··· Input rows ···
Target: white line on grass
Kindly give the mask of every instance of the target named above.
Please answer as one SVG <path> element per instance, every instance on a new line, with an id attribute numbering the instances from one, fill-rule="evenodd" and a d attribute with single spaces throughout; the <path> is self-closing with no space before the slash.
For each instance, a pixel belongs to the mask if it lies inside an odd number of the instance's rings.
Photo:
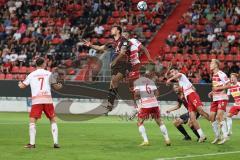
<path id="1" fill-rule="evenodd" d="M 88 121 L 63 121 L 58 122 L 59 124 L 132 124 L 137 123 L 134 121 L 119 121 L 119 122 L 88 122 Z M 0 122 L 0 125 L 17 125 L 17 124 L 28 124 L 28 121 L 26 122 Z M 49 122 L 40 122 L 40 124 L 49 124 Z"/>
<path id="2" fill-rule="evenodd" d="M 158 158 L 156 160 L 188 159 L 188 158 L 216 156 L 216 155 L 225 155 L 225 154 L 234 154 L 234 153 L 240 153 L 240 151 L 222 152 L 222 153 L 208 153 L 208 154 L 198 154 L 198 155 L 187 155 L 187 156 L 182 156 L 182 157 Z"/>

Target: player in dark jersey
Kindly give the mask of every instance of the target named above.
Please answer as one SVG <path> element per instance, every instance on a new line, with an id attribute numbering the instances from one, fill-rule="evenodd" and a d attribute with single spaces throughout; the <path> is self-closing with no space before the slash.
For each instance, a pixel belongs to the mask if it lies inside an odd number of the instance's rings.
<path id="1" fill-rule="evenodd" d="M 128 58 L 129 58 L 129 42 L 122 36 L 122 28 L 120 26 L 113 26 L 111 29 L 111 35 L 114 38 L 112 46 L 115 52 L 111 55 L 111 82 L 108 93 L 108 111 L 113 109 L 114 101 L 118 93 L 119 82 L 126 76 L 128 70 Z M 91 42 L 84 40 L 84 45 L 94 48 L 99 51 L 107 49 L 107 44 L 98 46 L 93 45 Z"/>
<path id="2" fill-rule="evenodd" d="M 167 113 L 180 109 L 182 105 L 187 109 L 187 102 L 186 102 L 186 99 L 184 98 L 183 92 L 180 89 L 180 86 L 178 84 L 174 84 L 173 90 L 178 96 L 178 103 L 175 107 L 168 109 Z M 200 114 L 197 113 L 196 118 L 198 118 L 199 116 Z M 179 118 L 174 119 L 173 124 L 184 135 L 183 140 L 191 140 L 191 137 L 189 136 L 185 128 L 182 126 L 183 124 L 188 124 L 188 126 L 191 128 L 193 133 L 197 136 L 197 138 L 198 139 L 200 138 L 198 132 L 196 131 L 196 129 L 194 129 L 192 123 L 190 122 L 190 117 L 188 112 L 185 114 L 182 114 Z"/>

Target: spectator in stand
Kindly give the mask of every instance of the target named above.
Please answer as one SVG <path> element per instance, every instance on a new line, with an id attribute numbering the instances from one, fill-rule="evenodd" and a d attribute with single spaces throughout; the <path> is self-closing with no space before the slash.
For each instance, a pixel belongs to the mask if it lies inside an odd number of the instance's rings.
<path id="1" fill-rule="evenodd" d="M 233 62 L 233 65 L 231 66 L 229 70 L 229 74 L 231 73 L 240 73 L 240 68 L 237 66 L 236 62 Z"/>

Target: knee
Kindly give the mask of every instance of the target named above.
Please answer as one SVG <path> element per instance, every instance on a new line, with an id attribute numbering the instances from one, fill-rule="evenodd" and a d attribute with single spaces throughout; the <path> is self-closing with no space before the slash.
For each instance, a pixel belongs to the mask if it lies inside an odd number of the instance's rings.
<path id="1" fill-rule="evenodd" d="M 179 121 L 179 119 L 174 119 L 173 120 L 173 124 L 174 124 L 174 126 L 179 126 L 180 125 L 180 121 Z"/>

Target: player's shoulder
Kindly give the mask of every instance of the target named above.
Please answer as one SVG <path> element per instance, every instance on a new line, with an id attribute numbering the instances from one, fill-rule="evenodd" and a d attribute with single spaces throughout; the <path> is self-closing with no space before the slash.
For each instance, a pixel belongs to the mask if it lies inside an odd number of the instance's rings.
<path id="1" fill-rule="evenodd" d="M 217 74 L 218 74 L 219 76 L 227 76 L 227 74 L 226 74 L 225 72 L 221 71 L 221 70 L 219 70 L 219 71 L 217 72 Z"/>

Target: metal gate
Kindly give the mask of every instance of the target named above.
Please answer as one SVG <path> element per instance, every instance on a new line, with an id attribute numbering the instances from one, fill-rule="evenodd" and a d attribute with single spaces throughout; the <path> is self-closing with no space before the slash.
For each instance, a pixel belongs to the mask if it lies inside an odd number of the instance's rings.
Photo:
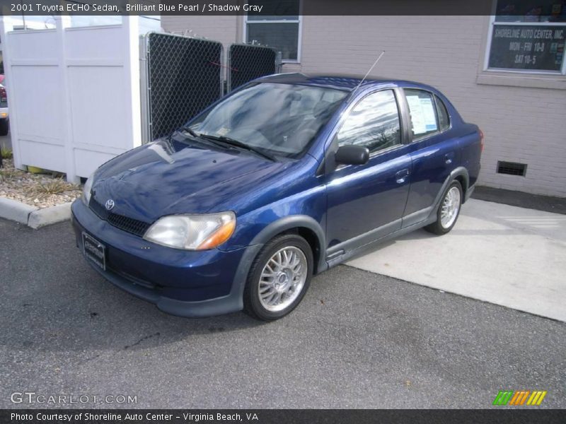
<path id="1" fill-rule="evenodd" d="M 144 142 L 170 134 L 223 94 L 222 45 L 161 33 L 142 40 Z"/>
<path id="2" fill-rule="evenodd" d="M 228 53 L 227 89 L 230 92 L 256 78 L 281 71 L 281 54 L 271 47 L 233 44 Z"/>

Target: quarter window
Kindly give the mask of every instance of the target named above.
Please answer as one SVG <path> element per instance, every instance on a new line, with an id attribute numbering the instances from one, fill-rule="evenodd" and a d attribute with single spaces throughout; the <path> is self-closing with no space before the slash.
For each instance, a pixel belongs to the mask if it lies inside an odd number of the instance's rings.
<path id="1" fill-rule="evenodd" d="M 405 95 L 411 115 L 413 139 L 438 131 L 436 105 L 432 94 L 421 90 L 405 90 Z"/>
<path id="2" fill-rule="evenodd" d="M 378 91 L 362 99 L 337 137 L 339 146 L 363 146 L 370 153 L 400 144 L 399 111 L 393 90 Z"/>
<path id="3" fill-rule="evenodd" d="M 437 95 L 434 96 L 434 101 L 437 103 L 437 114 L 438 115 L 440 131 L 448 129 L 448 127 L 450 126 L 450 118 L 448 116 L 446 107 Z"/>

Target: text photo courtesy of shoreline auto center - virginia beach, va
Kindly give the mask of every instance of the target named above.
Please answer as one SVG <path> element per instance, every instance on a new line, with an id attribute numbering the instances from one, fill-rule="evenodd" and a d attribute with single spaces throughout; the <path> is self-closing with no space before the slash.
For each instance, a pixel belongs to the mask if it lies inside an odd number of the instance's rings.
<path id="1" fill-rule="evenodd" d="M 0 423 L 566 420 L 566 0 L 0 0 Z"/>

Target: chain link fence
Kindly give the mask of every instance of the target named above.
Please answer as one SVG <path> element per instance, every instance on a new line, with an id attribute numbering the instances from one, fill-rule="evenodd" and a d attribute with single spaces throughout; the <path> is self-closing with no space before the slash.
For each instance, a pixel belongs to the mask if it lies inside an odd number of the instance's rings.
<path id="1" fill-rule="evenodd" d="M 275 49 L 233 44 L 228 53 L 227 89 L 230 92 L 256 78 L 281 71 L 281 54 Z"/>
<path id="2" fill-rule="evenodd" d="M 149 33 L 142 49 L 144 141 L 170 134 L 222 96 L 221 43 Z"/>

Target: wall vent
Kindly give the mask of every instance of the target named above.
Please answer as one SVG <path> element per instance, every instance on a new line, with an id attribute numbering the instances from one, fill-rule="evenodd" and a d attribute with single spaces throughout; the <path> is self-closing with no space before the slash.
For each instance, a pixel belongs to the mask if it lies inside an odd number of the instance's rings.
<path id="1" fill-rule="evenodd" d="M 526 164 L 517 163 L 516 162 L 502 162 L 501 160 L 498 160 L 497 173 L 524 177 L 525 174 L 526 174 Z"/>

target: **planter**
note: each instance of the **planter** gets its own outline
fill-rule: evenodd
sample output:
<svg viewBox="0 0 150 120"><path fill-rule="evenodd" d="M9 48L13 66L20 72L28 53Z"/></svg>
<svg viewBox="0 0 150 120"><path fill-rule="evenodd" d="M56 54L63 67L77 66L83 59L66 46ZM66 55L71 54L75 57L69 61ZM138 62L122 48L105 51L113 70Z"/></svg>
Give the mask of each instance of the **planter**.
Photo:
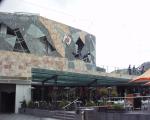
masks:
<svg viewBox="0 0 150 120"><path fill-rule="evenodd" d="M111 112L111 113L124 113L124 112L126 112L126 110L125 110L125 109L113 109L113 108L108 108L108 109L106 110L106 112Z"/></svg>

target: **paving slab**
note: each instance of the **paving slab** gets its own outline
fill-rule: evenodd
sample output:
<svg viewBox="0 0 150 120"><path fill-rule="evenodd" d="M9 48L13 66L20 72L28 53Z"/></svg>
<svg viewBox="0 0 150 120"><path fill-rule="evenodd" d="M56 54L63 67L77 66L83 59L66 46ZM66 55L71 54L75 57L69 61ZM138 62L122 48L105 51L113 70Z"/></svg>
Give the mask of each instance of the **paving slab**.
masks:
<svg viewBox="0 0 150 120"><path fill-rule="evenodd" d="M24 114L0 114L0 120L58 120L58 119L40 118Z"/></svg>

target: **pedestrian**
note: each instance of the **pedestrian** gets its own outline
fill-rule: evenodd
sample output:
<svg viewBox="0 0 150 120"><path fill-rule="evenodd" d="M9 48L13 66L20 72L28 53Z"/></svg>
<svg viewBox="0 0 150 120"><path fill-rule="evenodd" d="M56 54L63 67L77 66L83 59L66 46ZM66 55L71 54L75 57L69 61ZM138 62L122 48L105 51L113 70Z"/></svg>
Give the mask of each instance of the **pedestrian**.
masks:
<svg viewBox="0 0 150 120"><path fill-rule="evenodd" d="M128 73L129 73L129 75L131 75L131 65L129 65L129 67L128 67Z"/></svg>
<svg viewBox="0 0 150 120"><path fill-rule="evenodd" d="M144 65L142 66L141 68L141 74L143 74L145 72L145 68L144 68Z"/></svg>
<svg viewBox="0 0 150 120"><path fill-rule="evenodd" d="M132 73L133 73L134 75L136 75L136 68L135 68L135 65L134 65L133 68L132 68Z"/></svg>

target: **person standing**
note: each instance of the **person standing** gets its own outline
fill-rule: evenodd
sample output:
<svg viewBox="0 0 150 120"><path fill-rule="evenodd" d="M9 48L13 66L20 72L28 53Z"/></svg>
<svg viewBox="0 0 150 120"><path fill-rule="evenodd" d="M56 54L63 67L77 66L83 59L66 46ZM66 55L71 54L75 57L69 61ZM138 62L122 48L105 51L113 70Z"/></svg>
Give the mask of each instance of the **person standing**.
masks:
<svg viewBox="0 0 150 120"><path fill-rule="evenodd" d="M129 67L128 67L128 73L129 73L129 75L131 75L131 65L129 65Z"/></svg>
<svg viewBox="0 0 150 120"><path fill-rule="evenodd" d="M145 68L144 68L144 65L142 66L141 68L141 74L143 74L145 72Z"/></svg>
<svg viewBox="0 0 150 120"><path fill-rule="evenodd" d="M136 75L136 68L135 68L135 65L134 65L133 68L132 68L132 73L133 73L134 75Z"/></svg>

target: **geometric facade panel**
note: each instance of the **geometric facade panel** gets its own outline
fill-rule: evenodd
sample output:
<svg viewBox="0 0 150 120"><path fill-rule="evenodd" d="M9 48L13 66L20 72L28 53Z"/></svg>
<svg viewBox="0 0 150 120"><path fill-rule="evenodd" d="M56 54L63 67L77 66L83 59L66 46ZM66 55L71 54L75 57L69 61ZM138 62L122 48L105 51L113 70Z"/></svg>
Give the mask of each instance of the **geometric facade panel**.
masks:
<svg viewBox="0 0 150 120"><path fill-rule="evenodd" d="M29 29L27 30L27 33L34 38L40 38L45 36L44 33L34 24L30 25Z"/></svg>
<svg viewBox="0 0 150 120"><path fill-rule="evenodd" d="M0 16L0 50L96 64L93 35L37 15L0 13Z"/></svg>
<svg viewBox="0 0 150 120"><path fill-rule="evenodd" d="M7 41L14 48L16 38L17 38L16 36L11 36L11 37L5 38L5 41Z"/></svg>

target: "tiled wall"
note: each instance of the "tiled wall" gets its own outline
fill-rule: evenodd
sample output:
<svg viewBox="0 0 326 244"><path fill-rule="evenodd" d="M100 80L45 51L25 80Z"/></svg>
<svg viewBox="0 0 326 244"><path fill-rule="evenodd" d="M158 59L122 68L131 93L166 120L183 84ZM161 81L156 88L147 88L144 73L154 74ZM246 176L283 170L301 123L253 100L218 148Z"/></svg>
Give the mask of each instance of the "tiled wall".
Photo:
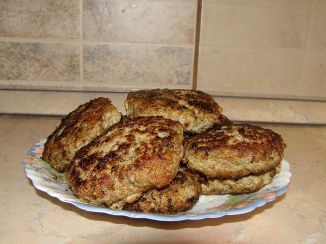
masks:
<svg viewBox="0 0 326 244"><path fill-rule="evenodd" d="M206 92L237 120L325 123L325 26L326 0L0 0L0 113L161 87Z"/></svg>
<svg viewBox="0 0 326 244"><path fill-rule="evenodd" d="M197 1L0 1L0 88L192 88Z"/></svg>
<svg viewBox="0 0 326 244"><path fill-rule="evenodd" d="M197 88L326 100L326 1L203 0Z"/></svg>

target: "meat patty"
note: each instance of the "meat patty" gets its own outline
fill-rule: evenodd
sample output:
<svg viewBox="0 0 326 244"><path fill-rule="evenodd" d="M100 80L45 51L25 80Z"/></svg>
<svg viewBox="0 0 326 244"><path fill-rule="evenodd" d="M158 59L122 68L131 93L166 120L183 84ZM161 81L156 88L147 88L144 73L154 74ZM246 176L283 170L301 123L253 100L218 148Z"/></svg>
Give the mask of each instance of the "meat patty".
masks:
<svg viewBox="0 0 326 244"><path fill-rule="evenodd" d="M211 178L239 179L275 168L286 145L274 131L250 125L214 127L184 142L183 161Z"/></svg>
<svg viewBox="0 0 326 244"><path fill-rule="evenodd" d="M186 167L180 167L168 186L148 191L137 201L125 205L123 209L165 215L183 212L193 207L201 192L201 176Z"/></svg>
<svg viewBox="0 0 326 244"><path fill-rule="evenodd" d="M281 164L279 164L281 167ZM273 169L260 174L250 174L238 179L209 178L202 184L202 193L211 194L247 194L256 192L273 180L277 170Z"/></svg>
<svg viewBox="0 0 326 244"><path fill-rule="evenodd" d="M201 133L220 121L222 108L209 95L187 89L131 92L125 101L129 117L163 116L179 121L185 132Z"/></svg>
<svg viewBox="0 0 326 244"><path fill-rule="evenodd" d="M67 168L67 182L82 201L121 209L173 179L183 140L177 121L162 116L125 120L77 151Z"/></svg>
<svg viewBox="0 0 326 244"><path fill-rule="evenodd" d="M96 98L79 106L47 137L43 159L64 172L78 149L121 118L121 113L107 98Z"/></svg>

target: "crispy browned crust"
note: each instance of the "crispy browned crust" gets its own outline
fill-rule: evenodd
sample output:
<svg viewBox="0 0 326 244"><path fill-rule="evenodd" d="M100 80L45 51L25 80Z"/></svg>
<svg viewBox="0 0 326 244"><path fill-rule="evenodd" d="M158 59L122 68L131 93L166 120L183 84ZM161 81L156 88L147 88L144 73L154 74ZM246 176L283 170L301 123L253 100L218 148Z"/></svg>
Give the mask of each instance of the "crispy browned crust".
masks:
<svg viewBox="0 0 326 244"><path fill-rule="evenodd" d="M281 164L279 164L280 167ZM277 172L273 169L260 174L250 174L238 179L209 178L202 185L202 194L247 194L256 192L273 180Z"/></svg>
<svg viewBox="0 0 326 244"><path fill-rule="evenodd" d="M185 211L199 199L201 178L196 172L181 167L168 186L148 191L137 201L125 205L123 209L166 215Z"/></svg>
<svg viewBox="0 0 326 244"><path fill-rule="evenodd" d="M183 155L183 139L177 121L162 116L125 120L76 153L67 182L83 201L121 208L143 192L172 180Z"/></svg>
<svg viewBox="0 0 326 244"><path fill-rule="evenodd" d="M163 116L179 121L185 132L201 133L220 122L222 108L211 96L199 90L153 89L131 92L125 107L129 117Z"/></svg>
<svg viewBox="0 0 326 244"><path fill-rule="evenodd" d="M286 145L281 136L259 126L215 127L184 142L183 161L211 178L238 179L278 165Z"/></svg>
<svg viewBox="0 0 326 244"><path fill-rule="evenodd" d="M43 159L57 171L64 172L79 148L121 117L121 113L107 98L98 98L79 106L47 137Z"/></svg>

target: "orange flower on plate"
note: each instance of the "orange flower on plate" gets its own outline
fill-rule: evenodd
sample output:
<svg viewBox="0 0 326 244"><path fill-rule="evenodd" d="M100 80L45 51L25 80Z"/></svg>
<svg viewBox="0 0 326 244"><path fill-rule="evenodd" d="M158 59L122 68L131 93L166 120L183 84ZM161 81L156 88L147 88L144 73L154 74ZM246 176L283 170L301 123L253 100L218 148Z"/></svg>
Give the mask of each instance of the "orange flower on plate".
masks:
···
◆ Written task
Return every line of the data above that contains the string "slab".

◆ Result of this exercise
target: **paving slab**
note: each instance of the **paving slab** gets its own outline
Give the mask of each instance of the **paving slab**.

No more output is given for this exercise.